» Data extracted from a collection
::::::::

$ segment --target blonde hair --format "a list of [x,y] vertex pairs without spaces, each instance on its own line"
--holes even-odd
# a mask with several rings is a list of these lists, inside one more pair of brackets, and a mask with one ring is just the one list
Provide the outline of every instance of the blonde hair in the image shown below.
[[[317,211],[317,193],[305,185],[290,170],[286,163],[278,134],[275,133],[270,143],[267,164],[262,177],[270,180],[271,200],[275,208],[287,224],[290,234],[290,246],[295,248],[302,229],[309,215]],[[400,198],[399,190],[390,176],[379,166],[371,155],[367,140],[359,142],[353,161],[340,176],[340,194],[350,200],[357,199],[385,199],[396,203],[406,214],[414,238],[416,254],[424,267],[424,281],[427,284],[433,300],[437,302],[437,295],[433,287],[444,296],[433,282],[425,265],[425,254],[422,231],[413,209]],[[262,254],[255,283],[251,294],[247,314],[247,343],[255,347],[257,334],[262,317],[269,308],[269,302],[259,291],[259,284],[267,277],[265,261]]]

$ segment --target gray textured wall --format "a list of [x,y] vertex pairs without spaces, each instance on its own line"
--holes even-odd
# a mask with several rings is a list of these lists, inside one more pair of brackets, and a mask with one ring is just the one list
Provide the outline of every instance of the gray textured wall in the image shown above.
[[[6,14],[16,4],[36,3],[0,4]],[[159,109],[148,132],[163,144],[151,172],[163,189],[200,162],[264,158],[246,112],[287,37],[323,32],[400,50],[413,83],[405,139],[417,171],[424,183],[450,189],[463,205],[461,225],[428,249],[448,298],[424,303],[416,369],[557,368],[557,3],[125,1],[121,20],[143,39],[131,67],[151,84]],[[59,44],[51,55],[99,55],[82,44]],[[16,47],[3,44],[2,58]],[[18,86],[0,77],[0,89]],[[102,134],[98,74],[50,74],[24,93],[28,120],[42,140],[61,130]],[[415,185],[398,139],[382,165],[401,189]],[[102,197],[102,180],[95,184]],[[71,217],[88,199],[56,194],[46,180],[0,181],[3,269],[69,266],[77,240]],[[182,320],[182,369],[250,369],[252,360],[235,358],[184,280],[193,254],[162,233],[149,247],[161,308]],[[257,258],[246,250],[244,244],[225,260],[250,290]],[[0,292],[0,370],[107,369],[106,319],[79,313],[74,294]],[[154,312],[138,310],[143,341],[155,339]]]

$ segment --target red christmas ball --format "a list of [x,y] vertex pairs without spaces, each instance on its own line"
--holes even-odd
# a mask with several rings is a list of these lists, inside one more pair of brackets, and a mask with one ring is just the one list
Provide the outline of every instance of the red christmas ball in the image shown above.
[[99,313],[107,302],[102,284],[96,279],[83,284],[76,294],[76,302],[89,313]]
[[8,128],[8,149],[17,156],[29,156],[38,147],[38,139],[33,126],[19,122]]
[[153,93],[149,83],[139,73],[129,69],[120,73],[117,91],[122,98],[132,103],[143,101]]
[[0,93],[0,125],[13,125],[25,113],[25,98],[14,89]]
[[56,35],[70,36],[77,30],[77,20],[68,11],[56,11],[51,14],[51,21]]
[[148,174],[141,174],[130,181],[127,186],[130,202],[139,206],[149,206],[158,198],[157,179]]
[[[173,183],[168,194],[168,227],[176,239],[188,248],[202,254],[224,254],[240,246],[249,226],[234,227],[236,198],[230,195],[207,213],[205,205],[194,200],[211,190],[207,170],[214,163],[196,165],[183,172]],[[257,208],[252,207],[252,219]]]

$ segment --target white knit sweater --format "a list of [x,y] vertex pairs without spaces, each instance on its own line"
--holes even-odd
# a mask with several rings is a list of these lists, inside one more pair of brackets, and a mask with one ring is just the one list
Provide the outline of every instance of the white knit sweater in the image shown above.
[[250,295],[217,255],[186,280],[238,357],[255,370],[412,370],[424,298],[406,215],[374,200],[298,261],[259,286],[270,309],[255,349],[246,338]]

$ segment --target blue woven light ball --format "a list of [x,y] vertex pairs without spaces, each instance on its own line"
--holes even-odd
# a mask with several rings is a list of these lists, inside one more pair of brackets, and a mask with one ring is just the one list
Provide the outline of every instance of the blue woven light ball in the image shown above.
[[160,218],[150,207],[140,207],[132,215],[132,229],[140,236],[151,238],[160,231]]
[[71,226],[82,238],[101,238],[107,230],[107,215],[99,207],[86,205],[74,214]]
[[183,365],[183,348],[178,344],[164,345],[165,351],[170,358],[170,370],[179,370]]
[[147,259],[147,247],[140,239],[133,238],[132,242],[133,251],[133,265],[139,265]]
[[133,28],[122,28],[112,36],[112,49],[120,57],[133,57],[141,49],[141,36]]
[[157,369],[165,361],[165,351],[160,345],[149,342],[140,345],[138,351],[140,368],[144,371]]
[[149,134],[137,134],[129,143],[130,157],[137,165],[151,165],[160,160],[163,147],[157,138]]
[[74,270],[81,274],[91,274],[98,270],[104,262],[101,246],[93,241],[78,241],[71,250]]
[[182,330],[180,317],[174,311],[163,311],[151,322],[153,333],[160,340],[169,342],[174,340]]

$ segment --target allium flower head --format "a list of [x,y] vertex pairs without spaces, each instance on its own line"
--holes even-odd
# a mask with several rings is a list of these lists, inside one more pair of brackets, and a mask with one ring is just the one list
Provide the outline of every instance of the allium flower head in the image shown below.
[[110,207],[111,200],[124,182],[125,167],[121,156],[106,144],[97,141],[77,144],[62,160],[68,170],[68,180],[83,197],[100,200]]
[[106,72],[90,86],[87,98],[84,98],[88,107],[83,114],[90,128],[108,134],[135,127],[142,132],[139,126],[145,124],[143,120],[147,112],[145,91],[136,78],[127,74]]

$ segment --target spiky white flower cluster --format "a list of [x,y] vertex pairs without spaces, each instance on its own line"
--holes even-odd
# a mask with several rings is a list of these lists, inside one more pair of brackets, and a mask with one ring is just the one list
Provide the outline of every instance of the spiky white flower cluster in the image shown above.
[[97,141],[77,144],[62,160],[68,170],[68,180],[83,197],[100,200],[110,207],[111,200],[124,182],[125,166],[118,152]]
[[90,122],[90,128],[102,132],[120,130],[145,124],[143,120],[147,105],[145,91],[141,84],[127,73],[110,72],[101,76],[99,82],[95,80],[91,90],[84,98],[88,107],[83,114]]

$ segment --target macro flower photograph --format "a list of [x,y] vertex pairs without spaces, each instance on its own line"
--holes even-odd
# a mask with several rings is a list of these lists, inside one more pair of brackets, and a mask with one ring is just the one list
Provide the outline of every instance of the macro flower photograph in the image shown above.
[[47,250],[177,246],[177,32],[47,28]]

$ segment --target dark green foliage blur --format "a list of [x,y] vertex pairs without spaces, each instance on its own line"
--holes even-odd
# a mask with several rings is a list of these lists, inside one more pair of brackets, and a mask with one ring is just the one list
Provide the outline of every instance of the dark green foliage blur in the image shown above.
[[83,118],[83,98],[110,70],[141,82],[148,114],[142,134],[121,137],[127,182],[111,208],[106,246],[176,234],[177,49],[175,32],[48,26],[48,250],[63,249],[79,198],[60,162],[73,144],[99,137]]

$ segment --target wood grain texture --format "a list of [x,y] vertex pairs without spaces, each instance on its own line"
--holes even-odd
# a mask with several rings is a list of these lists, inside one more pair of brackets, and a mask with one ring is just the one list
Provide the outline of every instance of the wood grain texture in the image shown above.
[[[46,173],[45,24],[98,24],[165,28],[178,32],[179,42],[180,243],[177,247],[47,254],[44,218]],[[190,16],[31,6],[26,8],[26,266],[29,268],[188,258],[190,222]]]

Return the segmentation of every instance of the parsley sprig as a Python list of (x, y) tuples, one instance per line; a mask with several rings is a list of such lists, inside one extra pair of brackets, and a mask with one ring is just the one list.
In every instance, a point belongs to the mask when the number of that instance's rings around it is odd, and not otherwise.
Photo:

::::::::

Reproduce word for word everything in the material from the line containing "segment --target spiky" down to the line containing "[[47,250],[177,246],[177,32],[47,28]]", including both of those lines.

» SOLUTION FOR THIS EXERCISE
$ segment --target spiky white flower cluster --format "a list of [x,y] vertex pairs without spaces, each instance on its own line"
--holes even-odd
# a mask with several rings is a list of these lists, inside one more pair of brackets, and a mask with one ring is just the one list
Provide the outline of every instance of the spiky white flower cluster in the image shown above.
[[97,141],[77,144],[62,160],[68,170],[68,180],[83,197],[100,200],[110,207],[111,200],[124,182],[125,166],[118,152]]
[[90,122],[90,128],[102,132],[120,130],[145,124],[143,120],[147,105],[145,91],[141,84],[127,73],[110,72],[101,76],[99,82],[95,80],[91,90],[84,98],[88,107],[83,114]]

$ segment --target macro flower photograph --format "a list of [x,y] vertex pairs without spaces, each instance on its own line"
--holes even-odd
# a mask with several rings is a list of these lists, inside one more pair of brackets, and a mask with one ring is just the one list
Provide the outline of every instance of the macro flower photograph in the image shown above.
[[47,250],[177,246],[177,32],[47,28]]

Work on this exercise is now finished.